TEXT:

——————————

Aldridge and Jacob Hicks, the son of Julie and Kevin Hicks, carried the elderly woman from her ruined home to a car and drove her to Marshall Browning Hospital in Du Quoin, where she was treated for minor cuts on her neck and foot. She has since been released.

Local hospitals reported that four Jackson County residents were treated for minor injuries they sustained from flying debris in the tornado, the Jackson County Sheriff’s Office said.

Of the 46 residences that were damaged in the tornado, 12 are considered a total loss, according to a preliminary assessment by the sheriff’s office and the Jackson County Emergency Management Agency.

Seven-year-old Mayson Robinson, of Willisville, traverses the wreckage of his aunt Kassi Coulson’s barn Wednesday, March 1, 2017, in Ava. Tuesday night a tornado damaged the roof of Coulson’s home, from which daylight can now be seen from inside the house, destroyed the family’s barn, knocked down trees and damaged vehicles. “You just don’t think it’s going to hit you like that,” Coulson said. “All in like a blink of an eye just the wind was in here, my five-year-old’s crying and screaming. … When I was shutting that door I could literally feel the air in here. I thought that window was open, I didn’t realize it was the roof.” (Jacob Wiegand | @jawiegandphoto)

The Powerade baseball complex in Elkville sustained major damage, according to the agencies, and an undetermined number of vehicles and buildings were damaged or destroyed.

Other homes were damaged in Ava, and trees and power lines were knocked down throughout the region. The National Weather Service is scheduled to arrive in the area Thursday to further assess the damage.

The storm has reportedly contributed to the death of three people in Illinois and Missouri.

A person was killed by an uprooted tree in Ottawa, authorities there have said. And in Crossville, nearly two hours northeast of Carbondale, a 71-year-old man was killed when a twister struck a small building near a home, authorities said.

In Missouri, another person was killed when an apparent tornado moved through the Perry County area, according to the Belleville News-Democrat.

As for Nadine Lacy, she plans to live with the Hicks until her home can be rebuilt. But for her granddaughter, India Marsh, who has lived next door to her all her life, rebuilding isn’t an option.

“We had no insurance, so we are homeless now,” Marsh said, looking around at the debris that filled her living room.

——————————

Data extracted from a collection:
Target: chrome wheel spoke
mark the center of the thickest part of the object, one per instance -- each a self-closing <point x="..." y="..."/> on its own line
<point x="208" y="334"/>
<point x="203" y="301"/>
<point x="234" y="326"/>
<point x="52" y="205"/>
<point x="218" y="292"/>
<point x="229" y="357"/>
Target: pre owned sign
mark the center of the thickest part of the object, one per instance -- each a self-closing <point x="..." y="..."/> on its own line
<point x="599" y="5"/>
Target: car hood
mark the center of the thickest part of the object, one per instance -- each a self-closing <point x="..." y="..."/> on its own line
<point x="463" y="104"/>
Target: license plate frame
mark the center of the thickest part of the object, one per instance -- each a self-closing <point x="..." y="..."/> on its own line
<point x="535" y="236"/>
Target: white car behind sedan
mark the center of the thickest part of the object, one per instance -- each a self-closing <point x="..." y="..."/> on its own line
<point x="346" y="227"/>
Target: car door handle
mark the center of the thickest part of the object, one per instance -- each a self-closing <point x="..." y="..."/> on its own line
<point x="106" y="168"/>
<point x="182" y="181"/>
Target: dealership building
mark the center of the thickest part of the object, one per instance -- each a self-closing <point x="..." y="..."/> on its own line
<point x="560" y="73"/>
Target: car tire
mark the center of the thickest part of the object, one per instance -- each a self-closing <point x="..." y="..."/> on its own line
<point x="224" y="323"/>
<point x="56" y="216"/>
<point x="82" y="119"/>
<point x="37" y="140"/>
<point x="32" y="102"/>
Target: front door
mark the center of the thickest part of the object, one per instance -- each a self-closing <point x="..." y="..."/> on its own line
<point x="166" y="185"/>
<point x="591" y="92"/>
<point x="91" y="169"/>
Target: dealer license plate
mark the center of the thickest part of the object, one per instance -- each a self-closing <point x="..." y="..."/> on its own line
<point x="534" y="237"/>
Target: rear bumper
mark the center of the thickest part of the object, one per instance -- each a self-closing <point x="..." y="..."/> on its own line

——————————

WORK ORDER 1: List every town or city named in the tornado article, not counting the place name inside the newspaper title "Belleville News-Democrat".
WORK ORDER 2: According to the tornado article, how many of the damaged residences are considered a total loss?
WORK ORDER 3: Render this sentence from the tornado article in Spanish: "The storm has reportedly contributed to the death of three people in Illinois and Missouri."

TASK RESULT 1: Du Quoin, Willisville, Ava, Elkville, Ottawa, Crossville, Carbondale

TASK RESULT 2: 12 of the 46 damaged residences are considered a total loss.

TASK RESULT 3: Según los informes, la tormenta contribuyó a la muerte de tres personas en Illinois y Misuri.